[Opening Extracted data section]
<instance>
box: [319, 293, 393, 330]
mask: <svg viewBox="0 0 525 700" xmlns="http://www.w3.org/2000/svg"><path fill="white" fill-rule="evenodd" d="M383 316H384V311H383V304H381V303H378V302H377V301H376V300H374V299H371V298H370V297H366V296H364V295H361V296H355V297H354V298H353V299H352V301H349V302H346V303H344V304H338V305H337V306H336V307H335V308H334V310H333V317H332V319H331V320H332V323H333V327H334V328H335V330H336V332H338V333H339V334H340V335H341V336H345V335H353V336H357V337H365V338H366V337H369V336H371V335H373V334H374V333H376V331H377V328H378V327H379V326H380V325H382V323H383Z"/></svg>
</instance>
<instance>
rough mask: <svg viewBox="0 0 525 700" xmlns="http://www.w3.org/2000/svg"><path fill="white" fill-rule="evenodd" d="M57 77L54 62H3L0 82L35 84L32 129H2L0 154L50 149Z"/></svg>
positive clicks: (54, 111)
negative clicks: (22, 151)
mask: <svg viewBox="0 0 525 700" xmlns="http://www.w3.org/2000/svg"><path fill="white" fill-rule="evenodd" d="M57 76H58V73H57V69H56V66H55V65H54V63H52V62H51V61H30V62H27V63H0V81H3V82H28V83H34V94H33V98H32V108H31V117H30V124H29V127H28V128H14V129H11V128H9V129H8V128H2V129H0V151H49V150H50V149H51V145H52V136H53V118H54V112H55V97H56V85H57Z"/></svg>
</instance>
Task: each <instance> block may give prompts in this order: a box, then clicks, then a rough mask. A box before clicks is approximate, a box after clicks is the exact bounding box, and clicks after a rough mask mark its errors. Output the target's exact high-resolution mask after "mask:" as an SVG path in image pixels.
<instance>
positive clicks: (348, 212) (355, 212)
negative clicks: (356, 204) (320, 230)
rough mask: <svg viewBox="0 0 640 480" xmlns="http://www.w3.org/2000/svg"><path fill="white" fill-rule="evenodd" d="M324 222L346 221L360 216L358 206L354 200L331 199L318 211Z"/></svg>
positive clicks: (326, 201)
[Closing Extracted data section]
The full set of entries should be transcribed exactly.

<instance>
box: [319, 293, 393, 330]
mask: <svg viewBox="0 0 525 700" xmlns="http://www.w3.org/2000/svg"><path fill="white" fill-rule="evenodd" d="M383 316H384V311H383V304H381V303H378V302H377V301H376V300H374V299H371V298H370V297H366V296H364V295H361V296H355V297H354V298H353V299H352V301H349V302H346V303H344V304H338V305H337V306H336V307H335V308H334V310H333V317H332V319H331V320H332V323H333V327H334V328H335V330H336V332H338V333H339V334H340V335H341V336H345V335H353V336H357V337H365V338H366V337H369V336H371V335H373V334H374V333H376V331H377V328H378V327H379V326H380V325H382V323H383Z"/></svg>
</instance>
<instance>
rough mask: <svg viewBox="0 0 525 700" xmlns="http://www.w3.org/2000/svg"><path fill="white" fill-rule="evenodd" d="M57 77L54 62H3L0 82L35 84L32 129H2L0 154L50 149Z"/></svg>
positive clicks: (54, 111)
negative clicks: (22, 151)
mask: <svg viewBox="0 0 525 700" xmlns="http://www.w3.org/2000/svg"><path fill="white" fill-rule="evenodd" d="M57 76H58V73H57V69H56V66H55V65H54V63H52V62H51V61H30V62H27V63H0V81H3V82H28V83H34V94H33V98H32V108H31V117H30V124H29V127H28V128H14V129H11V128H9V129H8V128H2V129H0V151H49V150H50V149H51V145H52V136H53V118H54V112H55V97H56V85H57Z"/></svg>
</instance>
Task: each <instance> block may give prompts in this order: a box, then clicks, then a rough mask. A box before clicks is approximate, a box after clicks is the exact bounding box, and clicks after a rough mask mark its errors. Output the target's exact high-resolution mask after "mask:" as an SVG path in image pixels.
<instance>
positive clicks: (348, 212) (355, 212)
negative clicks: (356, 204) (320, 230)
rough mask: <svg viewBox="0 0 640 480" xmlns="http://www.w3.org/2000/svg"><path fill="white" fill-rule="evenodd" d="M324 222L346 221L360 216L358 206L354 200L331 199L318 211Z"/></svg>
positive clicks: (326, 201)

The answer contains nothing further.